--- Data ---
══════

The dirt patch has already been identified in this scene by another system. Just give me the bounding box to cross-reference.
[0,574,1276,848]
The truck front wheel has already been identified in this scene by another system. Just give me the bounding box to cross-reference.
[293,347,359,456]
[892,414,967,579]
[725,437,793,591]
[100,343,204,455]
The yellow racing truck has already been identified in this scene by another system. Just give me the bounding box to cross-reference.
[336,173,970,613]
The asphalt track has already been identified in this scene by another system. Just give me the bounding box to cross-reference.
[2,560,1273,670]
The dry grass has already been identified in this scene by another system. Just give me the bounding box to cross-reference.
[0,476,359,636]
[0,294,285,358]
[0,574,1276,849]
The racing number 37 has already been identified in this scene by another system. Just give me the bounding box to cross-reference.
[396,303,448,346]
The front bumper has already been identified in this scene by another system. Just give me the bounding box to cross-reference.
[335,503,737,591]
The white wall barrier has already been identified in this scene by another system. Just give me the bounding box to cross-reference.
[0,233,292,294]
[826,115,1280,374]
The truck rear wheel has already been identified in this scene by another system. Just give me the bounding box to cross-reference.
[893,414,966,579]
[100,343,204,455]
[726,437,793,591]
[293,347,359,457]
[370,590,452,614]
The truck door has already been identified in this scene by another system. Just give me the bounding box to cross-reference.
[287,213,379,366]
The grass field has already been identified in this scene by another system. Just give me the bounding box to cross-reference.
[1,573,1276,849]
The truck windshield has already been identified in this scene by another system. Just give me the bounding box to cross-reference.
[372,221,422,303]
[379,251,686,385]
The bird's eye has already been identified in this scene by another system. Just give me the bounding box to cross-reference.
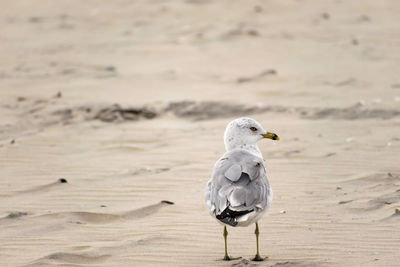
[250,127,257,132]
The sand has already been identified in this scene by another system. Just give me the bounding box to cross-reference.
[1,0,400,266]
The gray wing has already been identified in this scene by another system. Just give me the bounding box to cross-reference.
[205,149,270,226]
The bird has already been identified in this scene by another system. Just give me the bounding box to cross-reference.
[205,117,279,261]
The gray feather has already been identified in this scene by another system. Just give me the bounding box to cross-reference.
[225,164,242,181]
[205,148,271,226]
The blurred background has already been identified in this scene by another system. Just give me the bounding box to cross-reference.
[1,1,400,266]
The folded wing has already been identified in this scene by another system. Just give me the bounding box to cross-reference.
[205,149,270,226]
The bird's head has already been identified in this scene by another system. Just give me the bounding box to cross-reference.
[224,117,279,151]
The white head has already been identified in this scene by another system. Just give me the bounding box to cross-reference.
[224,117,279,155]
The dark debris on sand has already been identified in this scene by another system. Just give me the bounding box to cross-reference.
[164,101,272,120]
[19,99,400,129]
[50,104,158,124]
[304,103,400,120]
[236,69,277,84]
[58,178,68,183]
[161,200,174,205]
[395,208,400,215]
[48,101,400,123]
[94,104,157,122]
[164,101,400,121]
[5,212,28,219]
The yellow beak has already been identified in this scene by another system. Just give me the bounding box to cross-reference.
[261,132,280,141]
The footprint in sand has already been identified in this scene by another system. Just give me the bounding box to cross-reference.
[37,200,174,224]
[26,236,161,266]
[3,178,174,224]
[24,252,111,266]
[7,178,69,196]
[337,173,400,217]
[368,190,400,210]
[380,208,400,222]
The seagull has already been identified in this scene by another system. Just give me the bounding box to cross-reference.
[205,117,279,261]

══════

--- Your task ---
Exactly the lines from the one containing "The seagull has" to the final line of the data, both included, should be printed, and nothing more.

--- Expected output ---
The seagull has already been identified in this scene by another system. Just give me the bounding box to cross-reference.
[205,117,279,261]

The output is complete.